▸ **WORK REQUIRED**
The response must contain every line from the records below that has "fill".

Records from a data source:
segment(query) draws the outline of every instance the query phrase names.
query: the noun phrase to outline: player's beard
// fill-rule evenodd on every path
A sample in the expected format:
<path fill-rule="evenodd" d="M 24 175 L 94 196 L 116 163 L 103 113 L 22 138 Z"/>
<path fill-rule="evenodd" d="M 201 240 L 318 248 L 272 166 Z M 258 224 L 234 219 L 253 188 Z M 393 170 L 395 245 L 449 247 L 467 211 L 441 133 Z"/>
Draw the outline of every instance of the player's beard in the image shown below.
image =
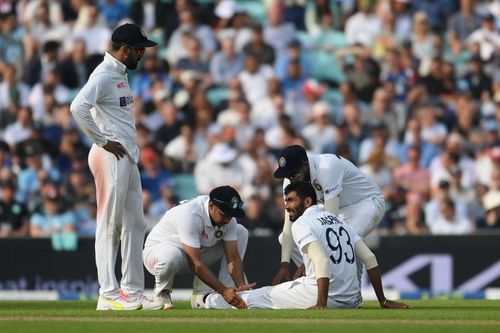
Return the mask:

▸ **EXERCISE ANSWER**
// fill-rule evenodd on every path
<path fill-rule="evenodd" d="M 24 175 L 94 196 L 116 163 L 103 113 L 22 138 Z"/>
<path fill-rule="evenodd" d="M 201 240 L 318 248 L 272 166 Z M 258 224 L 234 219 L 253 188 Z M 393 170 L 395 245 L 449 247 L 467 211 L 441 133 Z"/>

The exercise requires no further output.